(MATERIAL SHOWN Opens)

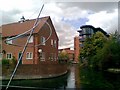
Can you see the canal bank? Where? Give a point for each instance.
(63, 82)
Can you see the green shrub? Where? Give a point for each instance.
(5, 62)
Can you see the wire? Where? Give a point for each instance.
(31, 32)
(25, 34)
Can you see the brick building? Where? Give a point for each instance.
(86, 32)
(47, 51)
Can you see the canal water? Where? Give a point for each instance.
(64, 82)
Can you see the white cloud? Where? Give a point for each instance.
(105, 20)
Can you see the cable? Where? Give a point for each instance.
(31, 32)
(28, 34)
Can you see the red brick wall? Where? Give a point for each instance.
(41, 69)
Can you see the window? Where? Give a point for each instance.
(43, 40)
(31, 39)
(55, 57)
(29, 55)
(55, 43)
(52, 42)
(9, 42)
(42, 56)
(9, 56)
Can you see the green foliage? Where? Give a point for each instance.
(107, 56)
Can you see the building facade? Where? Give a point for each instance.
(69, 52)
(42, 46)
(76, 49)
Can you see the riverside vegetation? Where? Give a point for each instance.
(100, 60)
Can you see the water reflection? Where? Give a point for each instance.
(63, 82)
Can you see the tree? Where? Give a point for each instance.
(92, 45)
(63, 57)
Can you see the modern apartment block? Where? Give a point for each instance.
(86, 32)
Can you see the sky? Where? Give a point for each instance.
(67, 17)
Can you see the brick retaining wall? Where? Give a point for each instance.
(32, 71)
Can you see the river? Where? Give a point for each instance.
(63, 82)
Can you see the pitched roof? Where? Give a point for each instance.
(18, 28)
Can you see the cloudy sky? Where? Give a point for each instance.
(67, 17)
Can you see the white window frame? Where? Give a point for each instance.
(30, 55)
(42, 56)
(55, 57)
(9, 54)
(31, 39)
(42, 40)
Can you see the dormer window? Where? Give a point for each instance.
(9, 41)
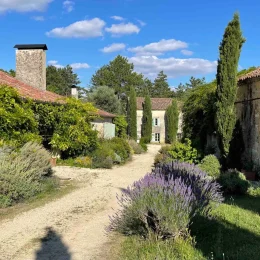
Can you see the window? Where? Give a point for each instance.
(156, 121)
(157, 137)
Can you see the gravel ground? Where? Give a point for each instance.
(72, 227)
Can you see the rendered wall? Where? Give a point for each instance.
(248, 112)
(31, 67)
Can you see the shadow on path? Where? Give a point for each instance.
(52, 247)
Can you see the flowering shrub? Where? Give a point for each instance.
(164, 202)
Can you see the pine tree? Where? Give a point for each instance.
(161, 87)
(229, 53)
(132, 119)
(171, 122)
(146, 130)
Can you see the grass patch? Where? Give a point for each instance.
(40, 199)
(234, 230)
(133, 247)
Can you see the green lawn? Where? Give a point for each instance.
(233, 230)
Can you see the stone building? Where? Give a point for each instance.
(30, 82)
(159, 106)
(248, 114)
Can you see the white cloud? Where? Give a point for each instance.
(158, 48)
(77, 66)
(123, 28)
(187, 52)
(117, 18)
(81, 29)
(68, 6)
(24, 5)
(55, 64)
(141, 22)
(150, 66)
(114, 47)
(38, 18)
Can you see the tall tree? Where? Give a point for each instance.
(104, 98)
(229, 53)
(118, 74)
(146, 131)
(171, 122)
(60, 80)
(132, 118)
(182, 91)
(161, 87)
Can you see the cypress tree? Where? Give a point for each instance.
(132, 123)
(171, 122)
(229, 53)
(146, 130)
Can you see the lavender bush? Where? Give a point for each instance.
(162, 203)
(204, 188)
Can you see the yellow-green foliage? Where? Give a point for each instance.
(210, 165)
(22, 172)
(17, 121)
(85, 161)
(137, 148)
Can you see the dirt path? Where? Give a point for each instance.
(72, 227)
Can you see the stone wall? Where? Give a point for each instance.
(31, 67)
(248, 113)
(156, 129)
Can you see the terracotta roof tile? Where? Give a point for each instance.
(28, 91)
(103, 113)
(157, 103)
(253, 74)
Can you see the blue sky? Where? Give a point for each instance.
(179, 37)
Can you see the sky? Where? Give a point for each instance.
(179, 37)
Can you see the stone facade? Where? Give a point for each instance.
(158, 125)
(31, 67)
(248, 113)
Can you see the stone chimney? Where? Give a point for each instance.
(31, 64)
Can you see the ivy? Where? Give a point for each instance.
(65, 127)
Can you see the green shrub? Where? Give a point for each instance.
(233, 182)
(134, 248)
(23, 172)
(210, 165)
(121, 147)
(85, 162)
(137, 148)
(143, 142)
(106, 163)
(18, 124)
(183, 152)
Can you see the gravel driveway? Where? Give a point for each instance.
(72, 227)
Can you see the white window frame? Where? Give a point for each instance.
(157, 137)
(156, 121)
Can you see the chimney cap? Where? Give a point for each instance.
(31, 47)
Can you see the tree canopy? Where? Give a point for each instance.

(MATERIAL SHOWN Closes)

TASK BRIEF ▸
Reproduce every entry above exactly, and omit the pictures.

FINISHED EXERCISE ▸
Can you see the canal bank? Where? Give a point for each instance.
(63, 82)
Can you see the green shrub? Where? Give a point for each instance.
(5, 62)
Can you see the wire? Where? Give a point for each instance.
(31, 32)
(25, 34)
Can you see the brick building? Where? Give a point for each instance.
(86, 32)
(47, 51)
Can you see the canal water? Where? Give a point for each instance.
(64, 82)
Can you see the white cloud? Where? Give a point for each instance.
(105, 20)
Can you see the cable? Where? Give a point for each instance.
(31, 32)
(28, 34)
Can you see the red brick wall? Where? Give a point for each instance.
(41, 69)
Can you see the window? Where? Give a point for each instance.
(43, 40)
(31, 39)
(55, 57)
(29, 55)
(55, 43)
(52, 42)
(9, 42)
(42, 56)
(9, 56)
Can you see the green foliage? Where? Give a point for each instance.
(107, 56)
Can you see the building facade? Where? Give a point for each instance.
(69, 52)
(42, 46)
(76, 49)
Can you see the riverside vegetation? Where? Give a point for each instance.
(100, 60)
Can you see the water reflection? Where? Give a point for each instance.
(63, 82)
Can you see the tree? Where? Give a point for each instance.
(92, 45)
(63, 57)
Can you see the modern apartment block? Where? Give a point for each instance.
(86, 32)
Can you see the sky? Where? Give a point for each instance.
(67, 17)
Can you see the brick retaining wall? Where? Give a point for each instance.
(32, 71)
Can you see the river? Where? Give a point for each instance.
(63, 82)
Can you see the pitched roof? Where? Give a point for each instance.
(18, 28)
Can you see the cloudy sky? Where? Give a point for each instance.
(67, 17)
Can you see the white window frame? Where? Give a point for each instance.
(30, 55)
(42, 56)
(55, 57)
(9, 54)
(31, 39)
(42, 40)
Can you see the dormer window? Where? Give a point for each instance.
(9, 41)
Can you see the window? Where? Give a point for each instance.
(156, 121)
(157, 137)
Can you see the gravel ground? Where? Give a point for each instance.
(72, 227)
Can you see the rendered wall? Where? Give a point for each instance.
(248, 112)
(31, 67)
Can you see the shadow on path? Where? Give a point for each instance.
(52, 247)
Can you see the flowering shrub? Where? Give a point for each instance.
(164, 202)
Can you see the pine tree? Where? Give a point for each instance.
(161, 87)
(229, 53)
(132, 119)
(171, 122)
(146, 130)
Can you see the grass patch? Where? Give a point for each instance.
(40, 199)
(234, 230)
(133, 247)
Can you see the green lawn? Where? Give a point for each instance.
(233, 230)
Can you see the stone building? Where? Give a point for each instance.
(30, 82)
(159, 106)
(248, 114)
Can you see the white cloud? Where? Give a point for each instance.
(158, 48)
(77, 66)
(123, 28)
(187, 52)
(117, 18)
(81, 29)
(68, 6)
(24, 5)
(55, 64)
(141, 22)
(150, 66)
(114, 47)
(38, 18)
Can you see the tall tree? Where? Give a point for each instance.
(104, 98)
(229, 53)
(118, 74)
(146, 131)
(171, 122)
(60, 80)
(132, 118)
(182, 91)
(161, 87)
Can you see the cypress tree? Where? Give a point for each instance.
(132, 123)
(171, 122)
(229, 53)
(146, 130)
Can you see the lavender bush? Where? Give a point for each instance.
(162, 203)
(204, 188)
Can you see the yellow-green foliage? Where? Give a point for each instance.
(210, 165)
(22, 172)
(17, 121)
(85, 161)
(137, 148)
Can you see the dirt path? Where? Give a point for each instance.
(72, 227)
Can you see the stone wall? Where? Give a point for each instance.
(31, 67)
(248, 113)
(156, 129)
Can you see the terracotta roof tile? Where? Give a point for each instance.
(28, 91)
(103, 113)
(157, 103)
(253, 74)
Can you see the blue sky? Where? Give a point for each instance.
(179, 37)
Can you see the sky? Where? Give a point for each instance.
(179, 37)
Can you see the stone facade? Where? Give a point for each instance.
(158, 125)
(31, 67)
(248, 113)
Can you see the stone chimney? Where? Give a point for each instance.
(31, 64)
Can you see the ivy? Where? Give a point for each instance.
(65, 127)
Can you see the green shrub? Where? Give a point for each instance.
(233, 182)
(134, 248)
(23, 172)
(210, 165)
(121, 147)
(85, 162)
(137, 148)
(143, 142)
(106, 163)
(18, 124)
(183, 152)
Can you see the gravel driveway? Where? Give a point for each instance.
(72, 227)
Can you see the white window frame? Where? Give a point for each instance.
(157, 137)
(156, 121)
Can you see the chimney cap? Where? Give a point for each instance.
(31, 47)
Can you see the tree canopy? Where? Give a point for each instance.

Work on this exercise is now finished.